— Your task —
State how many lines in the material below contain the word "lattice". Provide only the number.

§ §

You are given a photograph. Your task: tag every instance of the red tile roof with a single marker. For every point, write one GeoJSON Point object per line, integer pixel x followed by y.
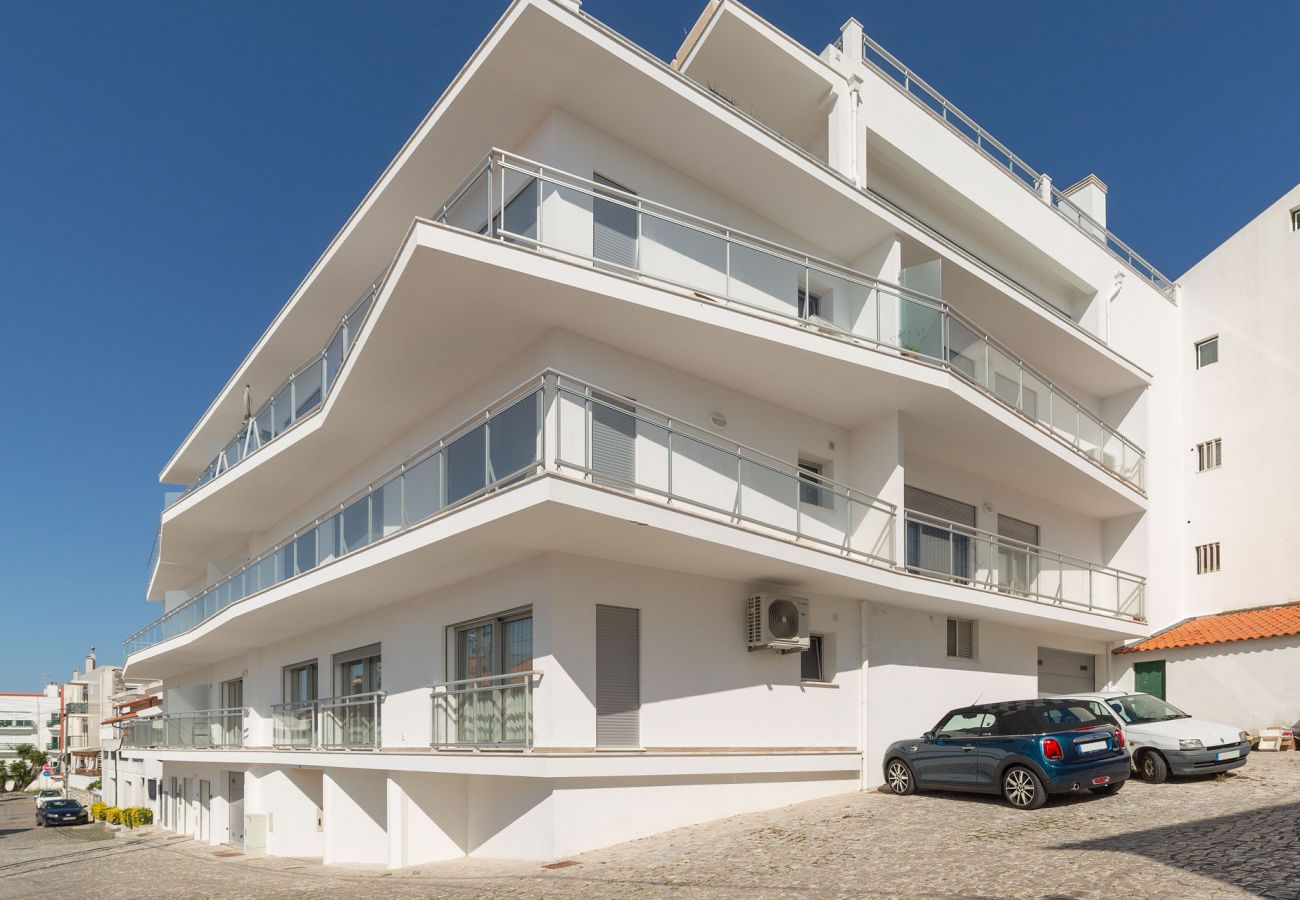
{"type": "Point", "coordinates": [1223, 628]}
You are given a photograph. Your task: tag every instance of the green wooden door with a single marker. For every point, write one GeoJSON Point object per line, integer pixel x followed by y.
{"type": "Point", "coordinates": [1151, 678]}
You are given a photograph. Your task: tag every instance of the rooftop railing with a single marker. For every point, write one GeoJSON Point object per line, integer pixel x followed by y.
{"type": "Point", "coordinates": [528, 203]}
{"type": "Point", "coordinates": [300, 394]}
{"type": "Point", "coordinates": [598, 436]}
{"type": "Point", "coordinates": [194, 730]}
{"type": "Point", "coordinates": [493, 712]}
{"type": "Point", "coordinates": [915, 87]}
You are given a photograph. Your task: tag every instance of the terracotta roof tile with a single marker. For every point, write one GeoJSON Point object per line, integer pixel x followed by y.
{"type": "Point", "coordinates": [1223, 628]}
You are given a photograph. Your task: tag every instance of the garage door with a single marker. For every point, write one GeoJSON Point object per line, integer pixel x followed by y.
{"type": "Point", "coordinates": [1062, 671]}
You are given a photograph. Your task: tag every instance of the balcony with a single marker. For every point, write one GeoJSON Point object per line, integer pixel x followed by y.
{"type": "Point", "coordinates": [527, 203]}
{"type": "Point", "coordinates": [299, 396]}
{"type": "Point", "coordinates": [982, 559]}
{"type": "Point", "coordinates": [351, 722]}
{"type": "Point", "coordinates": [505, 444]}
{"type": "Point", "coordinates": [199, 730]}
{"type": "Point", "coordinates": [485, 713]}
{"type": "Point", "coordinates": [935, 103]}
{"type": "Point", "coordinates": [554, 424]}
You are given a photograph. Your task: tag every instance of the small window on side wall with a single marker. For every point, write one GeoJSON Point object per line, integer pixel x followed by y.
{"type": "Point", "coordinates": [811, 660]}
{"type": "Point", "coordinates": [961, 639]}
{"type": "Point", "coordinates": [1207, 353]}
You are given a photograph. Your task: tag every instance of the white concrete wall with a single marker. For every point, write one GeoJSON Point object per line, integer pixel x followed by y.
{"type": "Point", "coordinates": [1244, 293]}
{"type": "Point", "coordinates": [1248, 684]}
{"type": "Point", "coordinates": [911, 682]}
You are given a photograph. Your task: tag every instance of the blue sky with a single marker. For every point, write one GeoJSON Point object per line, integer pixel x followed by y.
{"type": "Point", "coordinates": [170, 171]}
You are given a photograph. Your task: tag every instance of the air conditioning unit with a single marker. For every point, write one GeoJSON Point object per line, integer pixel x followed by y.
{"type": "Point", "coordinates": [776, 623]}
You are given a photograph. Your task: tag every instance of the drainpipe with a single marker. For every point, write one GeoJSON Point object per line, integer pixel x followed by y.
{"type": "Point", "coordinates": [1119, 286]}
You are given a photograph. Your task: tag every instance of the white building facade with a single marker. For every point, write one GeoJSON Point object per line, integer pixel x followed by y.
{"type": "Point", "coordinates": [603, 355]}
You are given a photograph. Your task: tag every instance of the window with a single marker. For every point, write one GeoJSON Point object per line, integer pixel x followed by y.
{"type": "Point", "coordinates": [961, 639]}
{"type": "Point", "coordinates": [1209, 454]}
{"type": "Point", "coordinates": [1207, 558]}
{"type": "Point", "coordinates": [967, 725]}
{"type": "Point", "coordinates": [1207, 353]}
{"type": "Point", "coordinates": [810, 661]}
{"type": "Point", "coordinates": [810, 484]}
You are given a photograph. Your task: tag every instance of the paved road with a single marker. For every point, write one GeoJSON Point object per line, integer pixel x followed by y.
{"type": "Point", "coordinates": [1203, 838]}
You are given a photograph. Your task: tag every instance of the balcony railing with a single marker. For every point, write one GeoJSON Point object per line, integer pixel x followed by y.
{"type": "Point", "coordinates": [603, 438]}
{"type": "Point", "coordinates": [300, 394]}
{"type": "Point", "coordinates": [970, 555]}
{"type": "Point", "coordinates": [498, 446]}
{"type": "Point", "coordinates": [528, 203]}
{"type": "Point", "coordinates": [915, 87]}
{"type": "Point", "coordinates": [485, 713]}
{"type": "Point", "coordinates": [352, 722]}
{"type": "Point", "coordinates": [198, 730]}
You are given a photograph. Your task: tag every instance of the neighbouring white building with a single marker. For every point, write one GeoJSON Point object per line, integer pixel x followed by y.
{"type": "Point", "coordinates": [1234, 650]}
{"type": "Point", "coordinates": [658, 442]}
{"type": "Point", "coordinates": [27, 718]}
{"type": "Point", "coordinates": [86, 701]}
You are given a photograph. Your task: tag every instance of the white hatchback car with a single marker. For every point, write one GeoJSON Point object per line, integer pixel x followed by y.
{"type": "Point", "coordinates": [1166, 740]}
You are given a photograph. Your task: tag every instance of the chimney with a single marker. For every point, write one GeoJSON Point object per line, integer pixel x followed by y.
{"type": "Point", "coordinates": [1090, 195]}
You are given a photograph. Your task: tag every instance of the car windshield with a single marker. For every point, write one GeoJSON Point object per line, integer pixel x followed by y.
{"type": "Point", "coordinates": [1139, 708]}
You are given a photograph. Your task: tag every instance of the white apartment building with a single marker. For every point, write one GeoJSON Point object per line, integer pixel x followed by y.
{"type": "Point", "coordinates": [610, 357]}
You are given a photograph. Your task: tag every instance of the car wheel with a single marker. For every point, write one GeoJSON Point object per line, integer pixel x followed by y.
{"type": "Point", "coordinates": [1153, 767]}
{"type": "Point", "coordinates": [1022, 788]}
{"type": "Point", "coordinates": [900, 778]}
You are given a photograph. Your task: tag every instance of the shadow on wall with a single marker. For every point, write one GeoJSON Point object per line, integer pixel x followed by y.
{"type": "Point", "coordinates": [1247, 849]}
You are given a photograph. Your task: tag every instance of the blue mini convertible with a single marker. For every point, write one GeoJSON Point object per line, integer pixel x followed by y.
{"type": "Point", "coordinates": [1023, 751]}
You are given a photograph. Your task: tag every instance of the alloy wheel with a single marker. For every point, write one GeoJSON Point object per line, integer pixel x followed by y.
{"type": "Point", "coordinates": [1019, 787]}
{"type": "Point", "coordinates": [898, 777]}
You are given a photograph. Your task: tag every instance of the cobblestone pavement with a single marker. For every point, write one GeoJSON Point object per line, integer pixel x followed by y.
{"type": "Point", "coordinates": [1197, 838]}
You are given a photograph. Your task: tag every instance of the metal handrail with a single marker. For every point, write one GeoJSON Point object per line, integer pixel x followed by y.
{"type": "Point", "coordinates": [187, 728]}
{"type": "Point", "coordinates": [1022, 172]}
{"type": "Point", "coordinates": [801, 527]}
{"type": "Point", "coordinates": [429, 450]}
{"type": "Point", "coordinates": [1002, 583]}
{"type": "Point", "coordinates": [243, 444]}
{"type": "Point", "coordinates": [947, 358]}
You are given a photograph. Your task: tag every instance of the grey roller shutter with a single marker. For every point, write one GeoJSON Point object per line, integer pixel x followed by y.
{"type": "Point", "coordinates": [1025, 532]}
{"type": "Point", "coordinates": [940, 507]}
{"type": "Point", "coordinates": [614, 233]}
{"type": "Point", "coordinates": [614, 442]}
{"type": "Point", "coordinates": [618, 676]}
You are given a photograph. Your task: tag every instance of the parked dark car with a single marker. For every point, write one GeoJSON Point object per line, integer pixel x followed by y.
{"type": "Point", "coordinates": [1023, 751]}
{"type": "Point", "coordinates": [63, 812]}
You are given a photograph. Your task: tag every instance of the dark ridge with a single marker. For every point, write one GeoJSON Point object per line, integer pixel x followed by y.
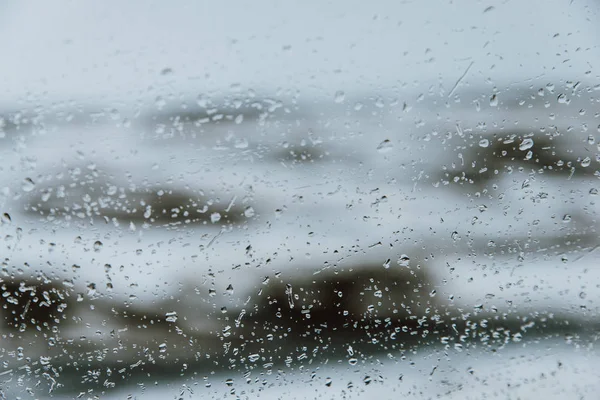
{"type": "Point", "coordinates": [347, 301]}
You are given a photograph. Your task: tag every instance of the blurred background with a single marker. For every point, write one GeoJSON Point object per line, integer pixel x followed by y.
{"type": "Point", "coordinates": [299, 200]}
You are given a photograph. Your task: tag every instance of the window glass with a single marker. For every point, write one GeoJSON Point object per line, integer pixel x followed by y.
{"type": "Point", "coordinates": [299, 199]}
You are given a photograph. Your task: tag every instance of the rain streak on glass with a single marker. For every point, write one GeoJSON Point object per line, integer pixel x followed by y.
{"type": "Point", "coordinates": [299, 200]}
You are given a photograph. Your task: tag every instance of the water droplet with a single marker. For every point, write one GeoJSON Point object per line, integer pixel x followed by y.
{"type": "Point", "coordinates": [171, 316]}
{"type": "Point", "coordinates": [28, 185]}
{"type": "Point", "coordinates": [160, 102]}
{"type": "Point", "coordinates": [98, 245]}
{"type": "Point", "coordinates": [215, 217]}
{"type": "Point", "coordinates": [241, 143]}
{"type": "Point", "coordinates": [385, 146]}
{"type": "Point", "coordinates": [586, 162]}
{"type": "Point", "coordinates": [339, 96]}
{"type": "Point", "coordinates": [404, 260]}
{"type": "Point", "coordinates": [6, 218]}
{"type": "Point", "coordinates": [526, 144]}
{"type": "Point", "coordinates": [562, 98]}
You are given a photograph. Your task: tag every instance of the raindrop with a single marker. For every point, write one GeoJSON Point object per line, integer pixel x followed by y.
{"type": "Point", "coordinates": [249, 212]}
{"type": "Point", "coordinates": [215, 217]}
{"type": "Point", "coordinates": [171, 316]}
{"type": "Point", "coordinates": [339, 96]}
{"type": "Point", "coordinates": [385, 146]}
{"type": "Point", "coordinates": [404, 260]}
{"type": "Point", "coordinates": [586, 162]}
{"type": "Point", "coordinates": [526, 144]}
{"type": "Point", "coordinates": [5, 218]}
{"type": "Point", "coordinates": [28, 185]}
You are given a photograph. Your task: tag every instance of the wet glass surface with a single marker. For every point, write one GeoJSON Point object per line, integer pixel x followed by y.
{"type": "Point", "coordinates": [299, 200]}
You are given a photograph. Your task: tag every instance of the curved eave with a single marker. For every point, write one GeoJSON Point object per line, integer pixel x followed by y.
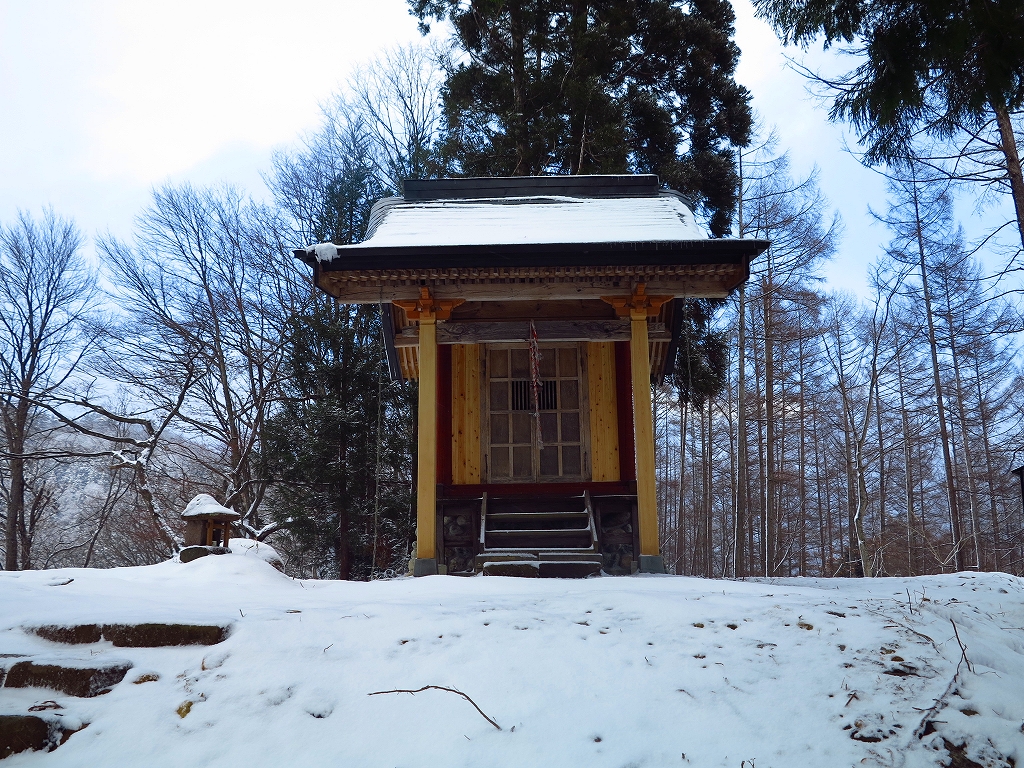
{"type": "Point", "coordinates": [527, 254]}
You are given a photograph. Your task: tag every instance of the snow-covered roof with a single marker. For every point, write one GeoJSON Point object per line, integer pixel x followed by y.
{"type": "Point", "coordinates": [205, 506]}
{"type": "Point", "coordinates": [500, 221]}
{"type": "Point", "coordinates": [519, 212]}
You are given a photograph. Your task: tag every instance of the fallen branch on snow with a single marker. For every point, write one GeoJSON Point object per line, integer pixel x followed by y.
{"type": "Point", "coordinates": [439, 687]}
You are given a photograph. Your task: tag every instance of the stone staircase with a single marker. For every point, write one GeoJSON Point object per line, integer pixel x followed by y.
{"type": "Point", "coordinates": [539, 537]}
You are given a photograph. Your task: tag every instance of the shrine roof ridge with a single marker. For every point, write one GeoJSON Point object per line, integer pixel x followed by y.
{"type": "Point", "coordinates": [611, 185]}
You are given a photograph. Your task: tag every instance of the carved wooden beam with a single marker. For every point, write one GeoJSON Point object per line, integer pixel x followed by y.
{"type": "Point", "coordinates": [428, 307]}
{"type": "Point", "coordinates": [639, 303]}
{"type": "Point", "coordinates": [518, 331]}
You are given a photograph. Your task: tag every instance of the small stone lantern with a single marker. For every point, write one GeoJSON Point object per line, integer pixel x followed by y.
{"type": "Point", "coordinates": [208, 523]}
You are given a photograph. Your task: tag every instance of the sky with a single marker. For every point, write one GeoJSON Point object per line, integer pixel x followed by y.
{"type": "Point", "coordinates": [102, 99]}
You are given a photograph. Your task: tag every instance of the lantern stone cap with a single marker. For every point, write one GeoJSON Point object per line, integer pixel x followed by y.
{"type": "Point", "coordinates": [205, 507]}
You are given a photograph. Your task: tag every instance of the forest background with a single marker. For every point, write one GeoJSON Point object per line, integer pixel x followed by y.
{"type": "Point", "coordinates": [804, 432]}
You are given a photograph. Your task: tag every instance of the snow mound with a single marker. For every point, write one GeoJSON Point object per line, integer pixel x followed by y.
{"type": "Point", "coordinates": [608, 672]}
{"type": "Point", "coordinates": [258, 550]}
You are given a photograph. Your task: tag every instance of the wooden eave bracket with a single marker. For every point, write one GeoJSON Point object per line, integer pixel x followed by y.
{"type": "Point", "coordinates": [426, 307]}
{"type": "Point", "coordinates": [638, 303]}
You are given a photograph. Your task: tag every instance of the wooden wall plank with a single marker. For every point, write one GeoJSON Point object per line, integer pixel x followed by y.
{"type": "Point", "coordinates": [603, 416]}
{"type": "Point", "coordinates": [466, 414]}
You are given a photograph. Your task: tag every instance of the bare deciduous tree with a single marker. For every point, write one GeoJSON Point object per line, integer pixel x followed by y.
{"type": "Point", "coordinates": [46, 293]}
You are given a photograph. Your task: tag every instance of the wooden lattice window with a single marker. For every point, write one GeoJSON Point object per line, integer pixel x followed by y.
{"type": "Point", "coordinates": [514, 451]}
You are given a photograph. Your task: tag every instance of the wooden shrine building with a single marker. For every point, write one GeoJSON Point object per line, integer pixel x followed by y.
{"type": "Point", "coordinates": [535, 312]}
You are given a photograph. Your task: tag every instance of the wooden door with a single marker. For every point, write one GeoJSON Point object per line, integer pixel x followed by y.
{"type": "Point", "coordinates": [549, 445]}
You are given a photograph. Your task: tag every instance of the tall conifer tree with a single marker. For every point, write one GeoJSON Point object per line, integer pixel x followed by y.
{"type": "Point", "coordinates": [607, 86]}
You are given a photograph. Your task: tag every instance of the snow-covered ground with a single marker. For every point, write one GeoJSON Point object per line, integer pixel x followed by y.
{"type": "Point", "coordinates": [643, 671]}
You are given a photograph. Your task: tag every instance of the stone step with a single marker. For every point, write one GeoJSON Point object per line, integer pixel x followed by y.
{"type": "Point", "coordinates": [559, 555]}
{"type": "Point", "coordinates": [40, 732]}
{"type": "Point", "coordinates": [81, 678]}
{"type": "Point", "coordinates": [134, 635]}
{"type": "Point", "coordinates": [543, 568]}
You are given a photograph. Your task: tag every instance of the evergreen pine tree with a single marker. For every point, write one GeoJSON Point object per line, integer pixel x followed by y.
{"type": "Point", "coordinates": [340, 448]}
{"type": "Point", "coordinates": [610, 86]}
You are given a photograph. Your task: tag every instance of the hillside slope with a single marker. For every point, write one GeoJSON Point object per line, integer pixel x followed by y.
{"type": "Point", "coordinates": [644, 671]}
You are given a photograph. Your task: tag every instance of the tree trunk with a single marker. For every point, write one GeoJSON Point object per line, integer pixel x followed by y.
{"type": "Point", "coordinates": [769, 478]}
{"type": "Point", "coordinates": [954, 517]}
{"type": "Point", "coordinates": [989, 473]}
{"type": "Point", "coordinates": [1008, 143]}
{"type": "Point", "coordinates": [742, 488]}
{"type": "Point", "coordinates": [907, 458]}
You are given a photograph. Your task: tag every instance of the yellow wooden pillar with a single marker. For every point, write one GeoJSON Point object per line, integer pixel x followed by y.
{"type": "Point", "coordinates": [426, 466]}
{"type": "Point", "coordinates": [638, 307]}
{"type": "Point", "coordinates": [427, 310]}
{"type": "Point", "coordinates": [643, 433]}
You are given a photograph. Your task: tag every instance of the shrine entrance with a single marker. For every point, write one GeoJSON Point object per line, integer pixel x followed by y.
{"type": "Point", "coordinates": [535, 435]}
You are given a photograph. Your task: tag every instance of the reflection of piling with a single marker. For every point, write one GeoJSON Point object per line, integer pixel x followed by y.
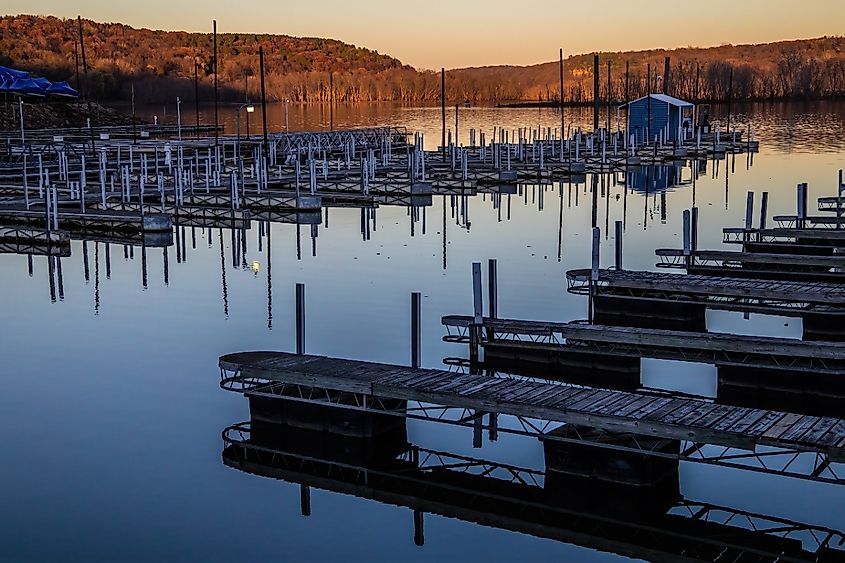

§ §

— Finished exercise —
1